Problem details: Count the lines in the records that contain the string "cabinet", with case counting, and give only that number.

>> Begin Supplied records

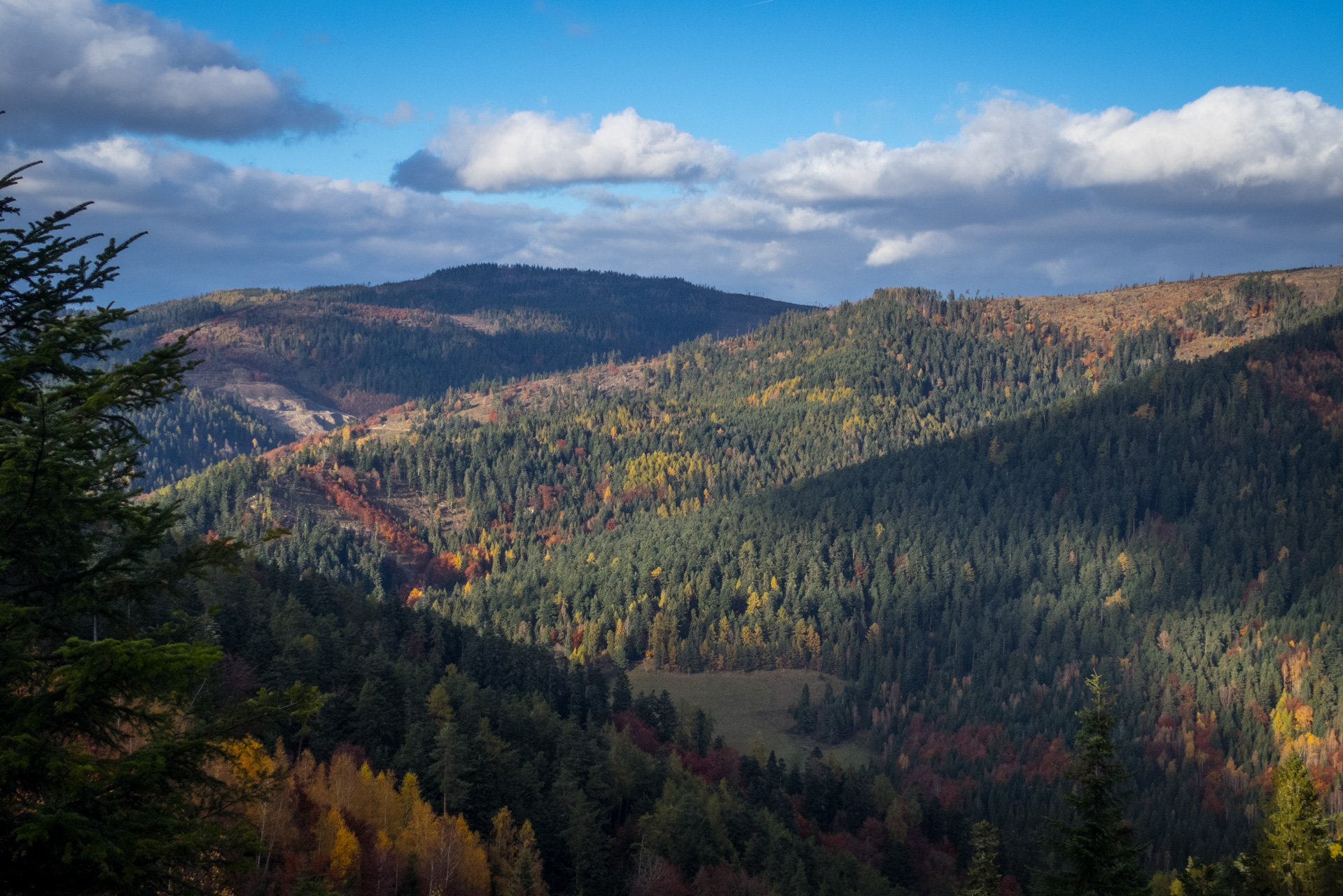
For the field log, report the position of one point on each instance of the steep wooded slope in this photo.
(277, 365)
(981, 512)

>> End Supplied records
>> Begin Supplied records

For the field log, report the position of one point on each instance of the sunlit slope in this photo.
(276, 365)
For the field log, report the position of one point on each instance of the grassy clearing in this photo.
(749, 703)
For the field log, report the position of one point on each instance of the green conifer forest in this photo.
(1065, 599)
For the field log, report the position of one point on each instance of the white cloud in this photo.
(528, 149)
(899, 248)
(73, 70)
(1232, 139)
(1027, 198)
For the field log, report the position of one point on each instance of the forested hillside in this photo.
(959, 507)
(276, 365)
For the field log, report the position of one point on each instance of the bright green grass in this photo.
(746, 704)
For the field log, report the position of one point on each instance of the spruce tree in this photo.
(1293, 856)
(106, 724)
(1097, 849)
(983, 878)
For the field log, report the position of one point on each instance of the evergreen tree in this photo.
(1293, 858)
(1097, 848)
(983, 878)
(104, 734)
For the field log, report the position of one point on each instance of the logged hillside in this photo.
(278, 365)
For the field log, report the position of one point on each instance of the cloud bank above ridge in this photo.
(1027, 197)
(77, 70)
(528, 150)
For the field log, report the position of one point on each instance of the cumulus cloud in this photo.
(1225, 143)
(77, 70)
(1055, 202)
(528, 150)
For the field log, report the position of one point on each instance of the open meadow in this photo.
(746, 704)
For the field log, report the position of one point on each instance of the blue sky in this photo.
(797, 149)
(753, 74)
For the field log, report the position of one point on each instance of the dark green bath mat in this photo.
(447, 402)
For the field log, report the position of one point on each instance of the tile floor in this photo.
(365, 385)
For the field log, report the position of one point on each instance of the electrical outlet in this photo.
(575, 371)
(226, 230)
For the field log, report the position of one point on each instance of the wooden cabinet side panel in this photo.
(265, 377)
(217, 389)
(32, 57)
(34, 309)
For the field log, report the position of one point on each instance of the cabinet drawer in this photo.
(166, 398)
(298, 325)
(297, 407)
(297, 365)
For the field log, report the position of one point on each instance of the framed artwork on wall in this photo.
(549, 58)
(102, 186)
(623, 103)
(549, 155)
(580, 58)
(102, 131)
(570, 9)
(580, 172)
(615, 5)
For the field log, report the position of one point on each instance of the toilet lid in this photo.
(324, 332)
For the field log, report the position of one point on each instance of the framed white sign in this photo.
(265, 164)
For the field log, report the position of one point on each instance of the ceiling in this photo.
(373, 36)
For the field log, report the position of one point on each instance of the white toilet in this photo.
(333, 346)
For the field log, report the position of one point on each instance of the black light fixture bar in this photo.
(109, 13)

>> End Supplied records
>> Begin Supplied records

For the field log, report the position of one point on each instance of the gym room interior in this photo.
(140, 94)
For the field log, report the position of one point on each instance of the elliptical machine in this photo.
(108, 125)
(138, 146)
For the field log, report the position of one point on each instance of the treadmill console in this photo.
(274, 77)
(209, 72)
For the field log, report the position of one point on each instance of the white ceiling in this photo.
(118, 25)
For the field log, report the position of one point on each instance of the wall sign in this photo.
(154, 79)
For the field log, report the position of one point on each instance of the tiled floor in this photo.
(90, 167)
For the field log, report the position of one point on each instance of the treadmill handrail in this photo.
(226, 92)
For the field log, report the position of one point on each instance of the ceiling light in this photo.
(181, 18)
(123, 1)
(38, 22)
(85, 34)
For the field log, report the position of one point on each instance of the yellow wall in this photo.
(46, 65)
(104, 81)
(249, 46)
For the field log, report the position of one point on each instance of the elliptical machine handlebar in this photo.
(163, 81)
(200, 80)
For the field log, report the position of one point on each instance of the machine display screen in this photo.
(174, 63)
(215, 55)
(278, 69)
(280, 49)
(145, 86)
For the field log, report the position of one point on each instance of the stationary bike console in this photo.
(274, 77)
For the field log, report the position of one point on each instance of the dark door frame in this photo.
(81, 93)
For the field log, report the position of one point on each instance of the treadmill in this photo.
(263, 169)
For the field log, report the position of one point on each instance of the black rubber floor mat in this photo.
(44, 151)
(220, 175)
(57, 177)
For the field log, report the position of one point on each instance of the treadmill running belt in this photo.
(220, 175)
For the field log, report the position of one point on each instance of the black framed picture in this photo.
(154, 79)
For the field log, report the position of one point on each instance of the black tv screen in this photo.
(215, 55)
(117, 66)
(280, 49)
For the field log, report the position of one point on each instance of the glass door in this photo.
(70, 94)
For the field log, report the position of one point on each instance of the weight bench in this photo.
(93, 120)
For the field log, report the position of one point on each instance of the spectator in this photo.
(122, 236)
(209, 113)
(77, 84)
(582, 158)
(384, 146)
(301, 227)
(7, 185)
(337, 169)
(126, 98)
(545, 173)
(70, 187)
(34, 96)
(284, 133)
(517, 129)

>> End Supplied records

Response to this exercise: 2